What is asked
Could you copy out, word for word, the part of the passage on North Sea surge modeling starting with "Bayesian statisticsExtreme valuesPoint" and going on through "difficult to predict."?

Bayesian statisticsExtreme valuesPoint processSea levelSeasonalitySurge## 1 Introduction

The various European coastlines that border the North Sea are especially prone to flooding. The causes of this are compound: some regions are very low lying; tidal ranges are large in some areas; and meteorological depressions causing large surge events can be severe. To some extent, the problem of low land levels and high tidal ranges can be mitigated against, as the effects are predictable and perfectly quantifiable. More problematic is the effect of extreme surges, since both the timing and magnitude of such events are difficult to predict.

In a recent paper—Coles and Tawn (2004)—we reviewed the statistical methodology that has been developed for the analysis of extreme sea levels. The principal developments include the use of asymptotic models for extreme events, the separate analysis of the various sea-level components, the enhancement of the basic extreme value model to incorporate extra information into inference and the spatial mapping of model outputs. As well as review, we provided a case study based on 11 sites on the eastern UK coastline, and focused on the spatial mapping of extremal characteristics of the surge distribution. The analysis, which we set in a Bayesian framework, stopped short of a fully spatial analysis as spatial dependence was not taken into account. Despite this, clear spatial patterns were identified. Focusing on one site in particular, Lowestoft, we also found an evidence for a strong seasonal effect in surge behaviour. The aim of this paper, which complements Coles and Tawn (2004), is to address the issue of seasonal variation in the surge process in greater detail. Our aims are twofold: first, to discuss methodological aspects of modelling seasonality in extreme value processes that seem not to have been widely discussed in the literature; second, to explore the seasonal aspects of the surge process based on the same set of data analysed in our earlier paper.

The fact that the sea level is driven by different physical mechanisms, each having their own temporal and spatial dynamic, means that it is almost always more efficient to analyse the constituent processes separately. This concept is at the heart of the joint probability method (Pugh and Vassie 1979, 1980) in which the two principal sea level components—surge and tide—are separately modelled, prior to combination for an inference on total sea level. A complication is that surge and tide processes are generally dependent and it is necessary to modify the joint probability approach to take account of the interaction in the processes (Tawn and Vassie 1989). On the east coast of the UK, for example, the surge distribution tends to be dampened on the high tide. Fortunately, this affords the region some natural protection against excessive sea levels.

Supplied data
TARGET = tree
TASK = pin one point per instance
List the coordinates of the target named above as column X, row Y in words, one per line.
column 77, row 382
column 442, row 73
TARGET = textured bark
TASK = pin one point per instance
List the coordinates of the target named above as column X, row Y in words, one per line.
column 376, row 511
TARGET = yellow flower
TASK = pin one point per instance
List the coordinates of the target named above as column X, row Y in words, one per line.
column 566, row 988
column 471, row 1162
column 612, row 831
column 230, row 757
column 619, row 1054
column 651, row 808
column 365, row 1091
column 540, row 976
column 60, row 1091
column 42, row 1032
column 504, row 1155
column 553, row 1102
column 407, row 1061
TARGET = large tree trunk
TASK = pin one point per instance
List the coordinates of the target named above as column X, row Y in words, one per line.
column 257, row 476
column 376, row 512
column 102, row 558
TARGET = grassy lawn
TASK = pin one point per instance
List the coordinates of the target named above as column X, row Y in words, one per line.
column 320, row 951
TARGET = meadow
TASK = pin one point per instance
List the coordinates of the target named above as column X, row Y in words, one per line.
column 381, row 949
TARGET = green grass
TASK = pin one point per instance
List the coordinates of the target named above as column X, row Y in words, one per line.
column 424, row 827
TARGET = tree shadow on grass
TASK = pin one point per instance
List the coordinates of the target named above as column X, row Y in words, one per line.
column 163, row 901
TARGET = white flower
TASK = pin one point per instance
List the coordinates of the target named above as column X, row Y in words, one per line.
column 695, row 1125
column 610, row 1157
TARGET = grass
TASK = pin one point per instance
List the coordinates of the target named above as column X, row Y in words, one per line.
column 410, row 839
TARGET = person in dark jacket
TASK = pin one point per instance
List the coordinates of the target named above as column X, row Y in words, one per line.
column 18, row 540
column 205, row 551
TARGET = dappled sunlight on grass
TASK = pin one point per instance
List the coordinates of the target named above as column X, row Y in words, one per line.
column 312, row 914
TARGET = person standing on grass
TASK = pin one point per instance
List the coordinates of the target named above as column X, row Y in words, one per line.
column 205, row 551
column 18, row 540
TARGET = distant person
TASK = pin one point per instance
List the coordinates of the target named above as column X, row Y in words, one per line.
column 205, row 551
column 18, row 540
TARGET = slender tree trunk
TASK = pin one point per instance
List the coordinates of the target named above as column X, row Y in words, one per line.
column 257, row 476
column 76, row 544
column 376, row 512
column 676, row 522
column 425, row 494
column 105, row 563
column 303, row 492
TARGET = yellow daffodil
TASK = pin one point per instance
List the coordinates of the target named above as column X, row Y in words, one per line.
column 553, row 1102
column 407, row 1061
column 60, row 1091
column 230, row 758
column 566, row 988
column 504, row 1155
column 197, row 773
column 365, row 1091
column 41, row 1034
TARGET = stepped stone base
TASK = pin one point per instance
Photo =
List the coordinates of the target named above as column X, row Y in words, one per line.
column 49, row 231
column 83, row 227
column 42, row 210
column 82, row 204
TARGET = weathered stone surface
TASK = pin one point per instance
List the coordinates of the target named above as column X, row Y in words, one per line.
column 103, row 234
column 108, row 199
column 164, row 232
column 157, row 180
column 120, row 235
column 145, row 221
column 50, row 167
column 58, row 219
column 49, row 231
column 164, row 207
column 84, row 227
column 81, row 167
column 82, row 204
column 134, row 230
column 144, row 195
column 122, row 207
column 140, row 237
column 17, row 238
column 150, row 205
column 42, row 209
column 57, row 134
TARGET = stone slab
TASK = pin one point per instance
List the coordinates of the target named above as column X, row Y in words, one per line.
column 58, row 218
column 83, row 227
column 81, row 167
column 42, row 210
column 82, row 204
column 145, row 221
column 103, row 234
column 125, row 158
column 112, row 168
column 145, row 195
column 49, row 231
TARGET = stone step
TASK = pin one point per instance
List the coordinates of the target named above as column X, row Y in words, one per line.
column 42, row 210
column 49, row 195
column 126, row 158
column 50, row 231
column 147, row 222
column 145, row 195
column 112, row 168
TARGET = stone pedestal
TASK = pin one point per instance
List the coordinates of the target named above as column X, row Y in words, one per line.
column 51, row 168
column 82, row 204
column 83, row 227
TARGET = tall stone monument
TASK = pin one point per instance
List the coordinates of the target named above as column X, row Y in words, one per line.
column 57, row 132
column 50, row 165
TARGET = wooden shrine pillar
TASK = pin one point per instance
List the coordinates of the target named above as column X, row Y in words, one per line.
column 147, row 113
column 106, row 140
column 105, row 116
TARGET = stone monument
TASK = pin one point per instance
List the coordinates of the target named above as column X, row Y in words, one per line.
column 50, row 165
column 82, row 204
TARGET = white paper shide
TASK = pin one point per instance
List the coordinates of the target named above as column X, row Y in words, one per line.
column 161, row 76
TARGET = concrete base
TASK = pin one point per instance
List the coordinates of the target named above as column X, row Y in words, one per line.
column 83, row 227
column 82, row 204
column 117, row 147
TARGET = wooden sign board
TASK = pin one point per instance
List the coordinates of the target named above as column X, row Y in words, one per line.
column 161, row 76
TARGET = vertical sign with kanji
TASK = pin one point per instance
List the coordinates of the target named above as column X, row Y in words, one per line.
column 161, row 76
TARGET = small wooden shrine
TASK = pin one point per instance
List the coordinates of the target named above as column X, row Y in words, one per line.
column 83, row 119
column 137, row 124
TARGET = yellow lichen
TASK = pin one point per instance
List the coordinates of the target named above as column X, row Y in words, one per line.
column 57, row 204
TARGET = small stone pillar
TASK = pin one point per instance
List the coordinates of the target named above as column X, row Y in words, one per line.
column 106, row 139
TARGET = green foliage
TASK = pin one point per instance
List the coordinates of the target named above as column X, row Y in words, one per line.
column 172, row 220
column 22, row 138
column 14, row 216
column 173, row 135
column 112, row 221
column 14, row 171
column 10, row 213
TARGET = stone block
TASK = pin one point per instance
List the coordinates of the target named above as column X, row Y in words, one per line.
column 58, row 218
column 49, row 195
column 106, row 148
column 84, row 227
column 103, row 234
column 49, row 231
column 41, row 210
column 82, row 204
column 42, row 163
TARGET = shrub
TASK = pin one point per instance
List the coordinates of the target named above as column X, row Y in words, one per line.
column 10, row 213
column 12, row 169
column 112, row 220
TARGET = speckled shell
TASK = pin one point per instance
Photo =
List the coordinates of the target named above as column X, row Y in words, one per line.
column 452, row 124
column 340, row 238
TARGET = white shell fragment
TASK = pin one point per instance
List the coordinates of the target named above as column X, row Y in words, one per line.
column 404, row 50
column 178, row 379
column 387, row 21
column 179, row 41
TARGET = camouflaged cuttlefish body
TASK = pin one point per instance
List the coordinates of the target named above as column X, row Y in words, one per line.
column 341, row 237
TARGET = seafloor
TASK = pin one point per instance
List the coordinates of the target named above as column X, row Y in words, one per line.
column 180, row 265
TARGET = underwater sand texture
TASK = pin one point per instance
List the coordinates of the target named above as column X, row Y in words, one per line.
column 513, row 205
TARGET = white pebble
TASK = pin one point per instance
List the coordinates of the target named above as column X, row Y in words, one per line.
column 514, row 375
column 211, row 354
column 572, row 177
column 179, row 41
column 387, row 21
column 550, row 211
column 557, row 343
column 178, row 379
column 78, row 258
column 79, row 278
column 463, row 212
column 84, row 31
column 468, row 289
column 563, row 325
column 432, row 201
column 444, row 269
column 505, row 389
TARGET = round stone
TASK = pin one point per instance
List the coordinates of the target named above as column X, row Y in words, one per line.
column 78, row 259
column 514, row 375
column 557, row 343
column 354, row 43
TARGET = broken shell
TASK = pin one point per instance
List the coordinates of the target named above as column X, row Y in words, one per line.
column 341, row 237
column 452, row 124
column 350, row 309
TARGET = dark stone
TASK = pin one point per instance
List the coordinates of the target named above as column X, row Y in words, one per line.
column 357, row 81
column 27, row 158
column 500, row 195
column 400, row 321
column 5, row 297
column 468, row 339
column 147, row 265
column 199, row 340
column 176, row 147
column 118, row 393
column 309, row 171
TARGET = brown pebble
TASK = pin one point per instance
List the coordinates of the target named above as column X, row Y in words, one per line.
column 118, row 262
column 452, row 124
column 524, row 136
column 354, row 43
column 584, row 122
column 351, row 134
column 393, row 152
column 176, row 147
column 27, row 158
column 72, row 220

* * *

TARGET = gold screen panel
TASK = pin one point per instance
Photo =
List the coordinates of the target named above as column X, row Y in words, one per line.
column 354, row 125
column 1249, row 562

--

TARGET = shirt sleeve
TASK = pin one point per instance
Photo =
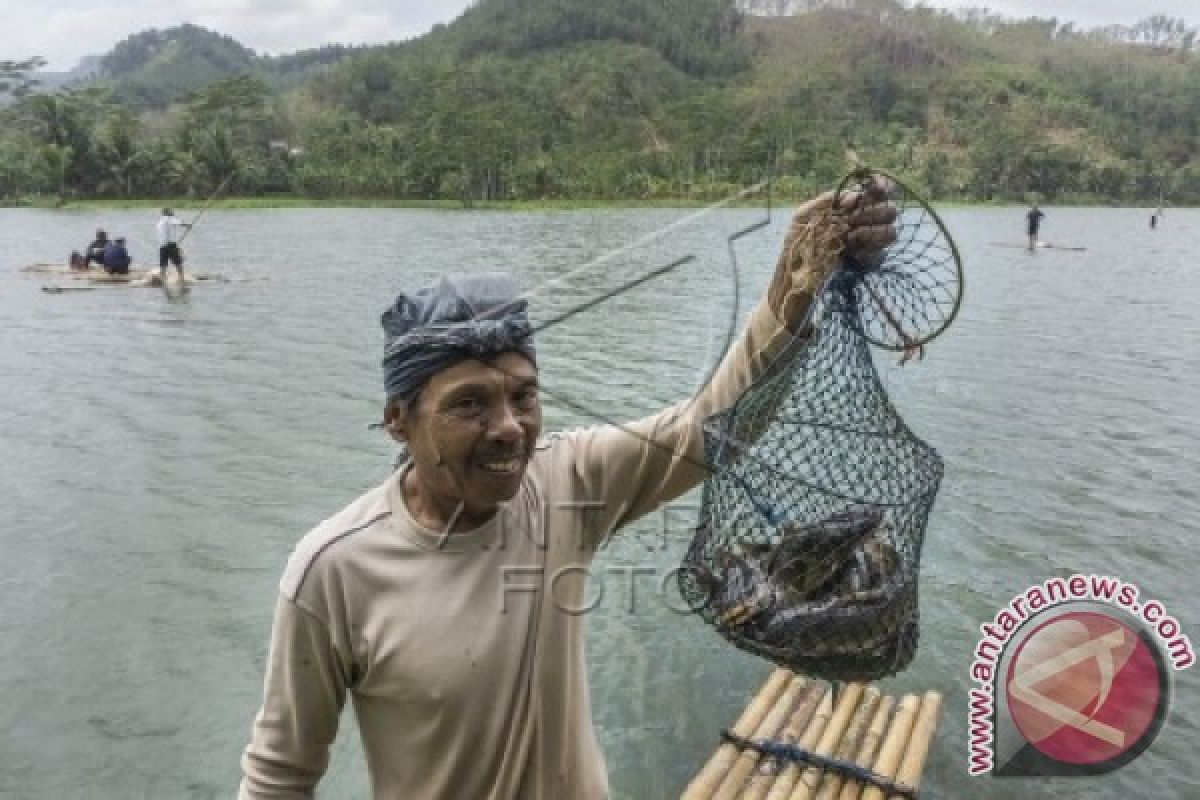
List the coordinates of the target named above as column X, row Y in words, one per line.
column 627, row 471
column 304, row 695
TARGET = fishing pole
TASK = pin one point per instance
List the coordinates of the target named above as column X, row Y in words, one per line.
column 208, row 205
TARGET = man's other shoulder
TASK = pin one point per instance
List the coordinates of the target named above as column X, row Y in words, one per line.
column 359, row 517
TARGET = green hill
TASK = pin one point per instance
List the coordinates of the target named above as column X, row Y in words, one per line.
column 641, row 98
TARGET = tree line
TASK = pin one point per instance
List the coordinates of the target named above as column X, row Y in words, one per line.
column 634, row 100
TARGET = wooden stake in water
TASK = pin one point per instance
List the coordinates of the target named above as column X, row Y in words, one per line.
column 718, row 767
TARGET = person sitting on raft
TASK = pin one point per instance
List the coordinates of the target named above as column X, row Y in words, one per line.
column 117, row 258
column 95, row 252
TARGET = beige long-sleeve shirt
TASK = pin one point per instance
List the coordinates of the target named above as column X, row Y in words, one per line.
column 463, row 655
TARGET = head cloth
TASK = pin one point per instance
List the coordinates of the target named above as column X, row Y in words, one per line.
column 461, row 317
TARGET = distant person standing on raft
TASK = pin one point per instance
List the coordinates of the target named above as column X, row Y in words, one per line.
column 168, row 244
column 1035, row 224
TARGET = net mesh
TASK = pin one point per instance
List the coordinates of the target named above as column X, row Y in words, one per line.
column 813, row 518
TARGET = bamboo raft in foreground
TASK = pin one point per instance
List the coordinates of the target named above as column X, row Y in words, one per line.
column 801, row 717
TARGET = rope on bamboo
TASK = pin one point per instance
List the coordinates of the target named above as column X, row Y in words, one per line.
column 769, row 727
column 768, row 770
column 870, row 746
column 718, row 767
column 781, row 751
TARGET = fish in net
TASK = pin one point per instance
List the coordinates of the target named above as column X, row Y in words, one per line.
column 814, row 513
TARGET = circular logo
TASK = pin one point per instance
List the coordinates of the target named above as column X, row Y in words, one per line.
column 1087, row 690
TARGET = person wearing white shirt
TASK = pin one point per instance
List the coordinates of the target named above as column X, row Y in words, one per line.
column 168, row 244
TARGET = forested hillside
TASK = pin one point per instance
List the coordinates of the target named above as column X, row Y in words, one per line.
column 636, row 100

Task response
Bayesian statisticsExtreme valuesPoint processSea levelSeasonalitySurge## 1 Introduction

The various European coastlines that border the North Sea are especially prone to flooding. The causes of this are compound: some regions are very low lying; tidal ranges are large in some areas; and meteorological depressions causing large surge events can be severe. To some extent, the problem of low land levels and high tidal ranges can be mitigated against, as the effects are predictable and perfectly quantifiable. More problematic is the effect of extreme surges, since both the timing and magnitude of such events are difficult to predict.